Document text:
____
Skip to content

v0.0.1.dev14

Pre-release
Pre-release
Compare
Choose a tag to compare
@nmichlo nmichlo released this 04 Jun 23:08
· 791 commits to main since this release

Overview

This release is mostly a large set of refactors, and reproducibility improvements with regards to seeds and datasets.

Notable Changes

  • Data now relies on disent.data.datafile.DataFiles, which are deterministic, hash and cache based, file generators that can fetch or pre-process data.
  • Added XYSquaresMinimalData, which is a minimal faster version of XYSquaresData without any configuration options. With default parameters, data from XYSquaresData should equal XYSquaresMinimalData
  • Added PickleH5pyFile that can pickle an hdf5 file and dataset. This is intended to be used with torch DataLoaders or multiprocessing.

Definitely Breaking Changes

  • renamed classes:

    • renamed AugmentableDataset to DisentDataset
    • renamed BaseFramework to DisentFramework
    • renamed BaseEncoderModule to DisentEncoder
    • renamed BaseDecoderModule to DisentDecoder
  • consolidated maths and helper functions into new submodule disent.nn

    • disent.nn.weights initialisation functions from originally disent.model.init
    • disent.nn.modules basic modules from various locations including DisentModule, DisentLightningModule, BatchView, Unsqueeze3D, Flatten3D
    • disent.nn.transform transform and augment functions and classes from disent.transform, still needs to be cleaned up in future releases.
    • disent.nn.loss various loss functions from other places including triplet, kl, softsort and reduction modules
    • torch.nn.functional various differentiable torch helper functions mostly from disent.util.math, including functions for computing the Covariance, Correlation, Generalised Mean, PCA, DCT, Channel-Wise convolutions and more! Some functions such as kernel generation need to be moved out of here.
  • split up and consolidated utilities:

    • disent.util.cache caching utilities including the stalefile decorator that only runs the wrapped function if the specified file is stale (hash does not match, or file does not exist)
____
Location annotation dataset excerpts
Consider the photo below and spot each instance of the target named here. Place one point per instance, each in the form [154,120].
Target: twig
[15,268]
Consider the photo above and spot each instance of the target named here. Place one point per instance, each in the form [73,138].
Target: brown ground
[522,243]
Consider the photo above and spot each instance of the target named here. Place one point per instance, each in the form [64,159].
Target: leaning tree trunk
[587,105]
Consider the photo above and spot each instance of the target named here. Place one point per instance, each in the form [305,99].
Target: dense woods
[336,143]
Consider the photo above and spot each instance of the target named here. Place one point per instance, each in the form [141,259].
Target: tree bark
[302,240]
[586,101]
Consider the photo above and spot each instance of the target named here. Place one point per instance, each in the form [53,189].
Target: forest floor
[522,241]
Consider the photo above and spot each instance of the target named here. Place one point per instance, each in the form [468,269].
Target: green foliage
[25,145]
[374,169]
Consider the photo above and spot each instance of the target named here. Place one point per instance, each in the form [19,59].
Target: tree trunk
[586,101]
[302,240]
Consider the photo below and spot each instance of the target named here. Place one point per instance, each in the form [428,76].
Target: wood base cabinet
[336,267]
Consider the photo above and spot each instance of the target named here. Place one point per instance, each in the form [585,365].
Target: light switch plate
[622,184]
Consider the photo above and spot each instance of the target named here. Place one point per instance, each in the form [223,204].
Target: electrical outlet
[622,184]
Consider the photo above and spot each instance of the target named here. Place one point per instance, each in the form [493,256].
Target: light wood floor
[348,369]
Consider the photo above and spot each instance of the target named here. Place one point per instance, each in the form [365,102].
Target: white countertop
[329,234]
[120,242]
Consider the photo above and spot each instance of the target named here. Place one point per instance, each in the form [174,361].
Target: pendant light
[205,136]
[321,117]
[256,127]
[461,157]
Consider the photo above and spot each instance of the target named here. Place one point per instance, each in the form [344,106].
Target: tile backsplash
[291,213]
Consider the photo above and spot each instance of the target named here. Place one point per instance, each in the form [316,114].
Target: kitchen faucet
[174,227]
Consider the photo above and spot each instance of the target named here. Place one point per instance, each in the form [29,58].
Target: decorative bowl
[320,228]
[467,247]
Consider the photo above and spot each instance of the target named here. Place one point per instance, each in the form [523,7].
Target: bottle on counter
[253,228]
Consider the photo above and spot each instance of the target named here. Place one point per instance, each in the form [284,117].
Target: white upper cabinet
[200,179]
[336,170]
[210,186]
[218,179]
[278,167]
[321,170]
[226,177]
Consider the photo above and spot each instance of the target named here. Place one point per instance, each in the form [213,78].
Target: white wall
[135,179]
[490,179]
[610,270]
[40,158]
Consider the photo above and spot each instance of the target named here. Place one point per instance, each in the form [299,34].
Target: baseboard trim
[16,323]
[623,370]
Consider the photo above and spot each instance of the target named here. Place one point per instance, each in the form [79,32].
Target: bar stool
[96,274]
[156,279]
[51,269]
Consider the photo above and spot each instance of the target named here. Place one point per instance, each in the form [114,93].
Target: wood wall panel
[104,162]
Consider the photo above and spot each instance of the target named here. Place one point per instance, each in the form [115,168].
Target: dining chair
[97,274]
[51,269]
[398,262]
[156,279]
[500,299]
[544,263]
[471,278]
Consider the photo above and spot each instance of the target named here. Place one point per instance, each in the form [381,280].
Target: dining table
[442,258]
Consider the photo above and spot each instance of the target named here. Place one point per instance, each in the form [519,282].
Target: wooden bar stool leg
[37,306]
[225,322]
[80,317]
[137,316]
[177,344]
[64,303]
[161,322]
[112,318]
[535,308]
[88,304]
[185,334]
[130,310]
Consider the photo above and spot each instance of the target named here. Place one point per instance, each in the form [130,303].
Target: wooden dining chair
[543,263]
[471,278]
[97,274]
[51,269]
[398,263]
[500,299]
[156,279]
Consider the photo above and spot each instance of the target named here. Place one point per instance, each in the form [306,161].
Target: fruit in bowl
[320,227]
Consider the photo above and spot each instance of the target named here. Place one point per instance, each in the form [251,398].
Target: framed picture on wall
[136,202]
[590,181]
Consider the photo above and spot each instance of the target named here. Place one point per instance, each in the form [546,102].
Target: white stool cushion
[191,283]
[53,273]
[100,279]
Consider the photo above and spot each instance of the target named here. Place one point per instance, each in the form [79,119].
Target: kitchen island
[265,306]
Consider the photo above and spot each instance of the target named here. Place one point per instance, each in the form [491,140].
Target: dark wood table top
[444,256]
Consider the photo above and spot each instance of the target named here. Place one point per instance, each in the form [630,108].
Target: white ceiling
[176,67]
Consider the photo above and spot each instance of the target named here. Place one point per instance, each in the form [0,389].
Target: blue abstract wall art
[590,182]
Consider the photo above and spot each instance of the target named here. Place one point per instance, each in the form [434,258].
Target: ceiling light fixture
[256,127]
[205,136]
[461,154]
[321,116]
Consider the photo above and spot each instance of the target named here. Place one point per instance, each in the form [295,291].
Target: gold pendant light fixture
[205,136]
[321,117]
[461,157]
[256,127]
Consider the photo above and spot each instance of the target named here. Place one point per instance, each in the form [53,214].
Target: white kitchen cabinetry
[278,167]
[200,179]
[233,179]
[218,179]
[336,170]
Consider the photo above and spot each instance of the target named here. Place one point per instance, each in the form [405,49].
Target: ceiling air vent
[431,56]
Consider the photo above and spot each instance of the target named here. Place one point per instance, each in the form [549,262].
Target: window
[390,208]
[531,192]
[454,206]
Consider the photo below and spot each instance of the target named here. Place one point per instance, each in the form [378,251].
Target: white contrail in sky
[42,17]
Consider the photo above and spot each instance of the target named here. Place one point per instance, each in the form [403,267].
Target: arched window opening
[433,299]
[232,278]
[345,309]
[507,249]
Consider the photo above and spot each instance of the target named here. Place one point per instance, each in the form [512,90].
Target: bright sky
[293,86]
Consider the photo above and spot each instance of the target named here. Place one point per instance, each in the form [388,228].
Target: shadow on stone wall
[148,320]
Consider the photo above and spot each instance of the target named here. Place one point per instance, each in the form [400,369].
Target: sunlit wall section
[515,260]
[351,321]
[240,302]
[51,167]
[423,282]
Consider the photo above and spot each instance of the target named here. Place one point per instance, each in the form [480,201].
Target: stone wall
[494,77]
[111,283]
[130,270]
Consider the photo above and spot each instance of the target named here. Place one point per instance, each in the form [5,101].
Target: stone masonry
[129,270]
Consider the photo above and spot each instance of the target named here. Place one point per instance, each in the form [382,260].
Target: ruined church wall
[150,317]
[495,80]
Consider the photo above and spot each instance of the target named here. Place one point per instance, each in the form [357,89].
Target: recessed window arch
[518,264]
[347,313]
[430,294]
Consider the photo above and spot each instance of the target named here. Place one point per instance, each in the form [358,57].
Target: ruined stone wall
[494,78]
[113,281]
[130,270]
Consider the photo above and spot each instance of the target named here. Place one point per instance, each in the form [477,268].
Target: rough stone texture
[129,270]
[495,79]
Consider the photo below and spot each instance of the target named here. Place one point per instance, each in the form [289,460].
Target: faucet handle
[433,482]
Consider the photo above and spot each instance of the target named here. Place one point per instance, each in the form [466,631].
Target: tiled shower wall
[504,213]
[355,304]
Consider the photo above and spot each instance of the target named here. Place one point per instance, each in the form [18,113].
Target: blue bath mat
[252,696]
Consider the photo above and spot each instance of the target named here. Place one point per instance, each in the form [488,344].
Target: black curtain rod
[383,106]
____
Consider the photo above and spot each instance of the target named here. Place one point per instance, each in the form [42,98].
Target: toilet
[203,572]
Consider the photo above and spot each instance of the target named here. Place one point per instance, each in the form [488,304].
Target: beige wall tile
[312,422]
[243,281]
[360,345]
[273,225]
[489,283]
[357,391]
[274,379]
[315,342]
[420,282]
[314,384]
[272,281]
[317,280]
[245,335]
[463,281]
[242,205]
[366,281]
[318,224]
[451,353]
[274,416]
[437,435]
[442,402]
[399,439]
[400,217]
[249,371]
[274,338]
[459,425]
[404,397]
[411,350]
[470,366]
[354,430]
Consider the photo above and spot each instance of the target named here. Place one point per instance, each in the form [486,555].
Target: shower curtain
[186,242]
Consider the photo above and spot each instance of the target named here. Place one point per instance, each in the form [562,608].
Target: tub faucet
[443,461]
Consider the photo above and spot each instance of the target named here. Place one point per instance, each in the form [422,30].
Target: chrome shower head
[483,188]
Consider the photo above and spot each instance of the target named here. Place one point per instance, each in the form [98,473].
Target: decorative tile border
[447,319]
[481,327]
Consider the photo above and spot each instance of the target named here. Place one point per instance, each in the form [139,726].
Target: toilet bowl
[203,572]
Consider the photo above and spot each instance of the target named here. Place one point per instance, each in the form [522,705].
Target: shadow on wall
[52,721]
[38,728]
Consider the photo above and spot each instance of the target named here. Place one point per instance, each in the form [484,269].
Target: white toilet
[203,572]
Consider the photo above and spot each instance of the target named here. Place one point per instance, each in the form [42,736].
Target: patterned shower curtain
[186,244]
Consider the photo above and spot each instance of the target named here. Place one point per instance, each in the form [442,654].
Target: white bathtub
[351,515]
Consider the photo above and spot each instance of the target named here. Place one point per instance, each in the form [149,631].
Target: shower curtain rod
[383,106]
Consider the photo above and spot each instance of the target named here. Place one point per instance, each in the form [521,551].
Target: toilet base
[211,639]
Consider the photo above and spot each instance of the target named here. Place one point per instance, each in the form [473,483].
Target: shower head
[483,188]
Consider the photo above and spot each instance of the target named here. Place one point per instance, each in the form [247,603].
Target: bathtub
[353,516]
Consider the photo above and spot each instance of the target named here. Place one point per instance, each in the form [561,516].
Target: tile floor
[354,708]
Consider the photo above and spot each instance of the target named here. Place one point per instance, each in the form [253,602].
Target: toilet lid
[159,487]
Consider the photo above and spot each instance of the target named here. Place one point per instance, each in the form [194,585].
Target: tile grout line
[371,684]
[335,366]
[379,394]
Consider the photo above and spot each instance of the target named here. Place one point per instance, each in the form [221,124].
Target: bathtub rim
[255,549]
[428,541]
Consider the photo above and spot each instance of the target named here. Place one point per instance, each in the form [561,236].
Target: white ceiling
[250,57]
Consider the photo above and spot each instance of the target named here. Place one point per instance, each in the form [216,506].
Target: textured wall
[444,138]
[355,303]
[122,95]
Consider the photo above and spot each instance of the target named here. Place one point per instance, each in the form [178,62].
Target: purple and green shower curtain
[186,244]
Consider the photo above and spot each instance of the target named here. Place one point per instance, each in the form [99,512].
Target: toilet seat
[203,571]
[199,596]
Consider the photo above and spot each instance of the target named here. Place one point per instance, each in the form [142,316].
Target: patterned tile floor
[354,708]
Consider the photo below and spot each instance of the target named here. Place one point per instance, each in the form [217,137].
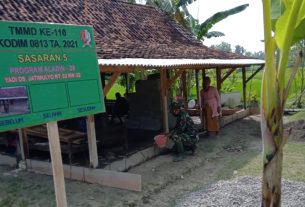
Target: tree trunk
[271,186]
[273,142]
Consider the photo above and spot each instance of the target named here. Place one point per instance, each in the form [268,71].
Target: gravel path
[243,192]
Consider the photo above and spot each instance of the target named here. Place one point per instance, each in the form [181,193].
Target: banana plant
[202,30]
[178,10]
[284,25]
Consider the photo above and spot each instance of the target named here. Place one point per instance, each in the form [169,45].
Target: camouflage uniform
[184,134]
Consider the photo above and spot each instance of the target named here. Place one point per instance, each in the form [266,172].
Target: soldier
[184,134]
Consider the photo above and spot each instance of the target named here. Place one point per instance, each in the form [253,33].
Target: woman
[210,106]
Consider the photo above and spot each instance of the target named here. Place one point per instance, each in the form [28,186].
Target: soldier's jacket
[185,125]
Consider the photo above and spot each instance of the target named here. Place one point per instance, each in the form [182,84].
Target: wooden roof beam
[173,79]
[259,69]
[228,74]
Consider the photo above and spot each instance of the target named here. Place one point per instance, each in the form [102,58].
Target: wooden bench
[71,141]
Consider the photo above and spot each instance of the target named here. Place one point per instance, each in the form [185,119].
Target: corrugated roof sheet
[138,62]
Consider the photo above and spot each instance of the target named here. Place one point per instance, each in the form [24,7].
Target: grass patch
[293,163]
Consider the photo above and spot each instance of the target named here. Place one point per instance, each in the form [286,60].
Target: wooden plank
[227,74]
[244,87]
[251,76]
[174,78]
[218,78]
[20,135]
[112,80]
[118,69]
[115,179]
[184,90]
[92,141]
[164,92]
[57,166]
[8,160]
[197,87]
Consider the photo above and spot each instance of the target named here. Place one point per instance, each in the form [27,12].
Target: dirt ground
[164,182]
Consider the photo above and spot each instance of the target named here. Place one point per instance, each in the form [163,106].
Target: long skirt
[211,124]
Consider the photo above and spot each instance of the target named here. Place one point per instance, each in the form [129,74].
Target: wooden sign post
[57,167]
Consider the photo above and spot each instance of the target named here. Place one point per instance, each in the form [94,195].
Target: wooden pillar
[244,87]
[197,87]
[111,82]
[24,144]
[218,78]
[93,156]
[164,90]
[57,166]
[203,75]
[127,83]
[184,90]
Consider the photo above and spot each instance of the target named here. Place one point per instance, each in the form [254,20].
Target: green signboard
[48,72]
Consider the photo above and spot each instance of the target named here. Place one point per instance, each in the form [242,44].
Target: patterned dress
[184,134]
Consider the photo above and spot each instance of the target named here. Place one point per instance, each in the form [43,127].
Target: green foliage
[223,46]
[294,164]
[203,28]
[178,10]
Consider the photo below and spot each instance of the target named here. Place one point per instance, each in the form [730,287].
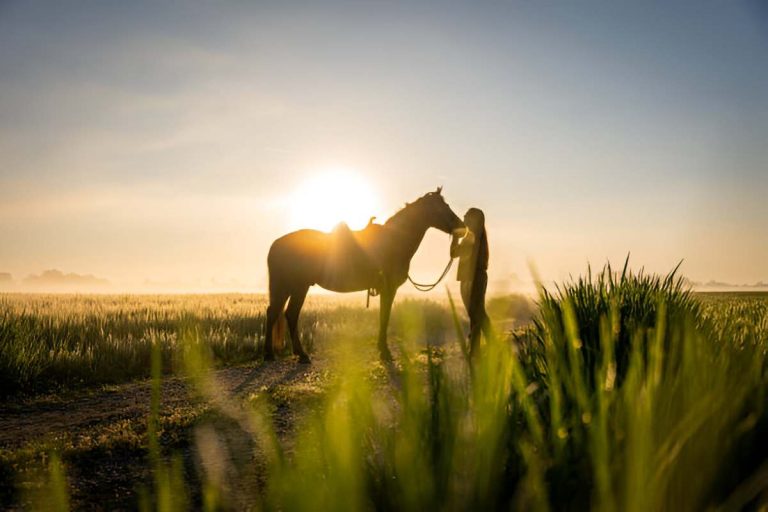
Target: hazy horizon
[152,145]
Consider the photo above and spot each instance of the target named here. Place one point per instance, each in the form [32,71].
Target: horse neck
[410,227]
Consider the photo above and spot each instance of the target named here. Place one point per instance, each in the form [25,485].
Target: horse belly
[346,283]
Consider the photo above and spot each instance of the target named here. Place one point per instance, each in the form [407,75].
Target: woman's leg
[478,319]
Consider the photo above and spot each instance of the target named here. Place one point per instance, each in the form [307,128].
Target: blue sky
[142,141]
____
Exercise requirements:
**1.** Summarize the release notes in two sentences.
**2.** Extend the release notes, picking up right after the bullet about disent.util.cache.
The material has nothing to do with the release notes.

Answers per task:
**1.** This pre-release, v0.0.1.dev14, is mostly a large set of refactors and reproducibility improvements concerning seeds and datasets. Data now relies on deterministic, hash- and cache-based DataFiles, XYSquaresMinimalData and PickleH5pyFile have been added, and the breaking changes rename several classes, such as AugmentableDataset to DisentDataset, consolidate maths and helper functions into a new disent.nn submodule, and split up and consolidate utilities.

**2.**
    • disent.util.colors ANSI escape codes
    • disent.util.function wrapper, decorator and inspect utilities
    • disent.util.hashing compute the full hash of a file or a fast hash based on the README for the imohash algorithm.
    • disent.util.in_out originally from disent.data.util for handling file retrieval/downloading/copying and saving
    • disent.util.iters general iterators or map functions, including iter_chunks and iter_rechunk
    • disent.util.paths path handling and file or directory management
    • disent.util.profiling timers & memory usage
    • disent.util.seeds seed management contexts and functions
    • disent.util.strings string formatting helper functions
  • removed and cleaned up functions from:

    • disent.data.hdf5
    • disent.dataset.__init__
    • disent.util.__init__
    • disent.schedule.lerp renamed activate to scale_ratio and removed other functions.

Other Changes

  • Replaced GroundTruthData specialisations with general loading from DataFiles.
  • StateSpace now stores factor_names instead of GroundTruthData - preparing for rewrite of datasets to use dependency injections and samplers.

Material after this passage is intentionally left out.